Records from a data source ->
##############################

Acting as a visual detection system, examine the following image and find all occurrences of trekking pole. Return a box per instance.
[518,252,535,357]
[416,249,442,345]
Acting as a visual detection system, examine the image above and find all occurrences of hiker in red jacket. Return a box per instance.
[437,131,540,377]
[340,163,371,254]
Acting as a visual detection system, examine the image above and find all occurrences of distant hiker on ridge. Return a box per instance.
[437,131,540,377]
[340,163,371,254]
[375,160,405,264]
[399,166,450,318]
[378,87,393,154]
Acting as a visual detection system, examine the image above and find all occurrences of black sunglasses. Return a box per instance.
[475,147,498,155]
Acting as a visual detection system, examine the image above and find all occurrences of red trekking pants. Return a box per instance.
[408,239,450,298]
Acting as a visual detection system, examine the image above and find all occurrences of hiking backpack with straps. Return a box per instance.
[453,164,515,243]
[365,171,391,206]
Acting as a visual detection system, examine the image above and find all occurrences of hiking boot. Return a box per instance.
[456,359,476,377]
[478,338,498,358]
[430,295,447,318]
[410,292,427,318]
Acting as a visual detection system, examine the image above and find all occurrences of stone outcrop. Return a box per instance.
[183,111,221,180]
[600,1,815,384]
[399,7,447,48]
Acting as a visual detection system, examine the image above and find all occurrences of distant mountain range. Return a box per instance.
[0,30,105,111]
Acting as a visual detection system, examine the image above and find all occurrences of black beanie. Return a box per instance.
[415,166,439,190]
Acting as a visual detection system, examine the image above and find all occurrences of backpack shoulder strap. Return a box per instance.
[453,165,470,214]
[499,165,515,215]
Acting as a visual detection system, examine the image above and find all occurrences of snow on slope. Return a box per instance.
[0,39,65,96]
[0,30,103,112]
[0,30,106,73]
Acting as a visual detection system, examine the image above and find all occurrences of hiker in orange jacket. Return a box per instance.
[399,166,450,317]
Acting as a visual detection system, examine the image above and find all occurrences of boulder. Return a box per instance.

##############################

THE TASK ->
Copy out the records above, substituting "inspect" for every occurrence of "examine" and keeping all other text unchanged.

FINISHED EXERCISE ->
Acting as a visual detection system, inspect the following image and find all occurrences of trekking pole. Return a box per instance.
[518,252,535,357]
[416,249,442,345]
Acting as a visual detection system, inspect the image above and find all occurrences of hiker in red jacket. Return a box per instance.
[437,131,540,377]
[340,163,371,254]
Acting as a visual detection system, inspect the image above and find all occurrences of distant hiker on ridge. Return a box per instance.
[437,131,540,377]
[340,163,371,254]
[375,160,405,264]
[399,166,450,318]
[378,87,393,154]
Acting as a visual detection system, inspect the image above and find all occurrences of black sunglasses. Return a box per instance.
[475,147,498,155]
Acting as a visual detection system, inspect the image above and find all occurrences of red trekking pants. Return a box per instance.
[408,239,450,298]
Acting as a visual detection system, inspect the image above and find all occurrences of hiking backpack with straps. Return a box per instance.
[453,164,515,243]
[365,171,391,206]
Acting as a visual detection system, inspect the image above and find all occurrences of hiking boot. Return a box per instance.
[456,359,476,377]
[478,338,498,358]
[430,295,447,318]
[410,292,427,318]
Acting as a visual detection system, inspect the image above and find all occurrences of stone outcrop. Return a box per instance.
[183,111,221,180]
[600,1,815,384]
[399,7,447,48]
Acting as a visual detection system, inspect the image above and find all occurrences of distant mountain range. Return a box per instance.
[0,30,105,111]
Acting as a visual detection system, inspect the image above and find all occurrences of black beanie. Return a box per instance.
[415,166,439,190]
Acting as a visual detection system, inspect the image above and find all occurrences of backpack shoulder strap. Return a box per instance.
[453,165,470,214]
[499,165,515,215]
Acting as a visual detection system, inspect the image above and find all occurrences of snow on slope. Return a box per instance.
[0,39,65,96]
[0,30,103,112]
[0,30,106,73]
Acting as a visual detection system, inspect the image above and find all occurrences of hiker in orange jacket. Return a box per instance.
[399,166,450,317]
Acting as a visual detection system, inspect the image above and find all occurrences of boulder. Return a box per instance.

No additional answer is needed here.